***** GIVEN ENTRIES *****

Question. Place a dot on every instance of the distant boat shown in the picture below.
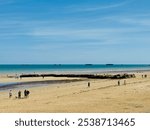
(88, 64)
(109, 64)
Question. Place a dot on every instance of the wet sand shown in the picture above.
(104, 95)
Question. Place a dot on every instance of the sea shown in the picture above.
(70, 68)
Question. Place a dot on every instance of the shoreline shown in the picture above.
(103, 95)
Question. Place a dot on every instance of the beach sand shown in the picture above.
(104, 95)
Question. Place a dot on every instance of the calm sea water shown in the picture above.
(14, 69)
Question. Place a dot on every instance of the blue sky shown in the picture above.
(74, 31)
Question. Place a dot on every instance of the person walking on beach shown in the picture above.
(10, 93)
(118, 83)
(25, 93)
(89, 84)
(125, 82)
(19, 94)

*****
***** GIVEN ENTRIES *****

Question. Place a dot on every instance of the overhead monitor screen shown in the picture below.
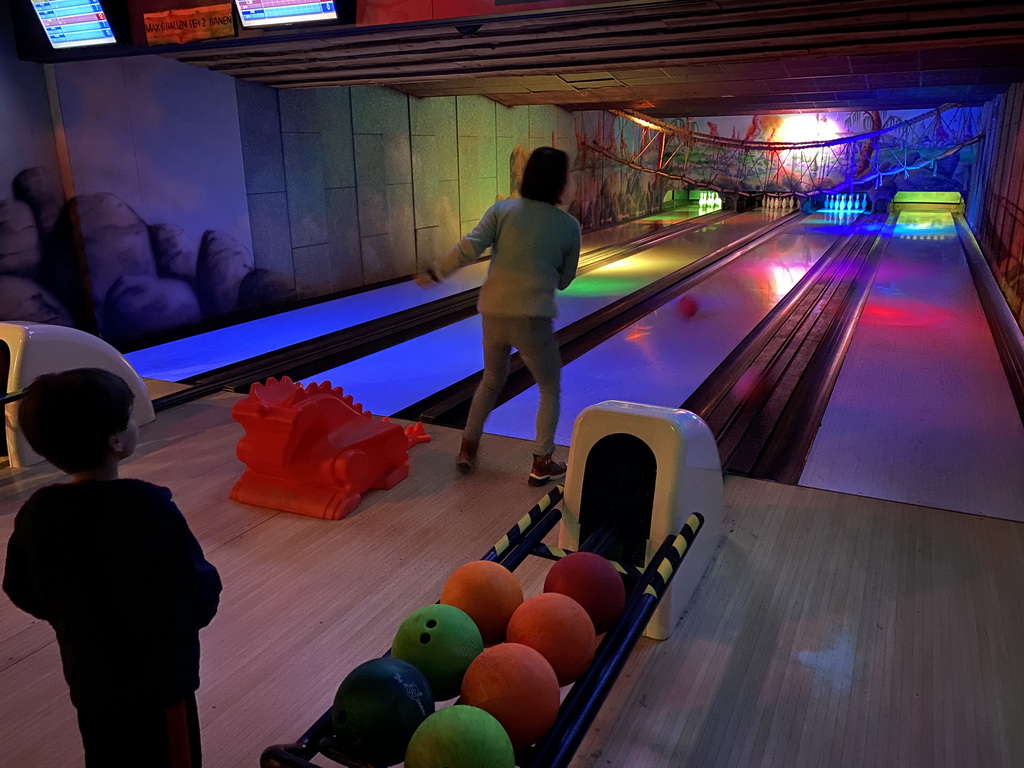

*****
***** GIVEN ENTRIES *****

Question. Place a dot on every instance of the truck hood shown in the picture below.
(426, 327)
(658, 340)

*****

Which lines in the data above contain the word "sand"? Report each of them in full.

→ WRITTEN RESPONSE:
Question. Place a dot on every instance of the wet sand shown in the picture above.
Question. Place a dot on every instance of the beach sand shown in the picture above.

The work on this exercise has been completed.